For those of you hearing this concept for the first time (and especially those that find it intriguing) what is being put forth is essentially the second half of the Austrian Business Cycle Theory.

Noah Yetter February 9, 2009 at 10:03 am

Sounds like “heterogeneity of capital” to me. Otherwise known as “the Austrians were right all along.”

Bob Murphy February 9, 2009 at 10:22 am

Alex,

As some of the earlier commentators have noted, a lot of this sounds like nails that were already hit into place by the Austrians. (Now in fairness, Hamilton’s JPE paper came out a long time ago, so it’s not as if he’s recycling recent comments by Austrians on capital heterogeneity.)

So I’m surprised that neither you nor Arnold Kling even compared/contrasted the two. Is Hamilton saying something different, for example, from what Mario Rizzo has been saying for months over at ThinkMarkets? If he’s not, that’s fine–I think Rizzo has been right and so I’m glad others are catching on!

But normally bloggers put somebody’s ideas in context of the discussion, and so I’m surprised that people aren’t saying whether Hamilton is subscribing to ABCT, or if he’s actually talking about something else.

Alex Tabarrok February 9, 2009 at 10:42 am

Hamilton is closer to a version of real business cycle theory with reallocation than to ABC (see also David Lillien’s work on this approach.) Of course, many theories may agree on key points. Tyler and I have also been hammering these points in many posts over some time. I thought Hamilton put it all together in a nice way.

Greg Ransom February 9, 2009 at 12:49 pm

“technological frictions” as the cause of labor and resource unemployment = HAYEK

Mr. Econotarian February 9, 2009 at 4:09 pm

In the IT world, while there certainly is lots of specialization, a DB admin in the financial industry can become a DB admin in the health industry. A developer of architectural CAD software can become a CAD developer in the solar power industry. There is specialization, but often there are plenty of transferable skills.

I wonder how specialization is a curse in manufacturing. My impression is that most Detroit workers are now “robotic worflow planners” but “Chevy Suburban exhaust manifold assember”.

Silas Barta February 9, 2009 at 5:10 pm
mickslam February 9, 2009 at 10:20 pm

Don’t mean to spoil this Austrian kool-aid party here, but the entire process was far more elegantly described by Minsky.
====
■ Brief 1
Translate this sentence from the comment thread into Spanish: "There is specialization, but often there are plenty of transferable skills."
■ Brief 2
In the comment thread, list every name that appears with a date and time.
■ Brief 3
In the comment thread, what does Alex Tabarrok say Hamilton's view is closer to than ABC?
====
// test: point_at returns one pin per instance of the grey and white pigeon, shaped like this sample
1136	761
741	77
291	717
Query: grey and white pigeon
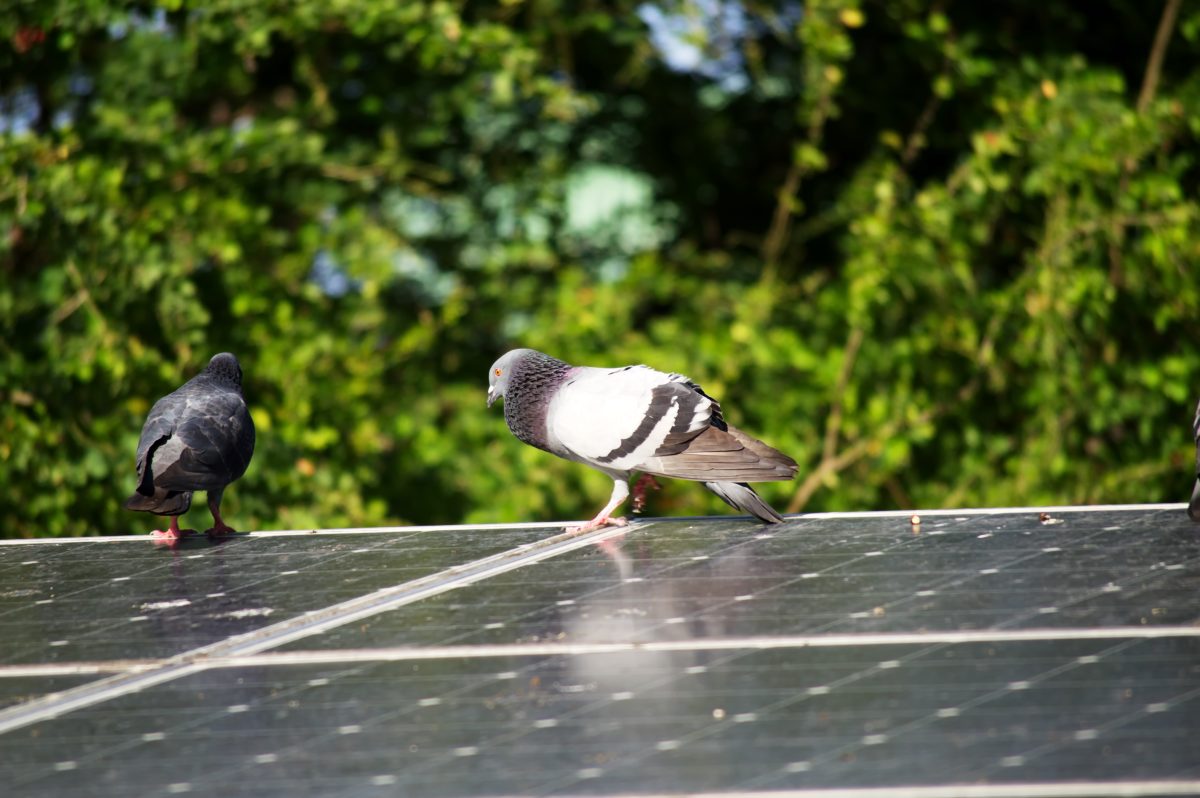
634	419
1194	504
198	438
====
■ Task solution 1
Hay especialización, pero a menudo hay muchas habilidades transferibles.

■ Task solution 2
Noah Yetter
Bob Murphy
Alex Tabarrok
Greg Ransom
Mr. Econotarian
Silas Barta
mickslam

■ Task solution 3
A version of real business cycle theory with reallocation.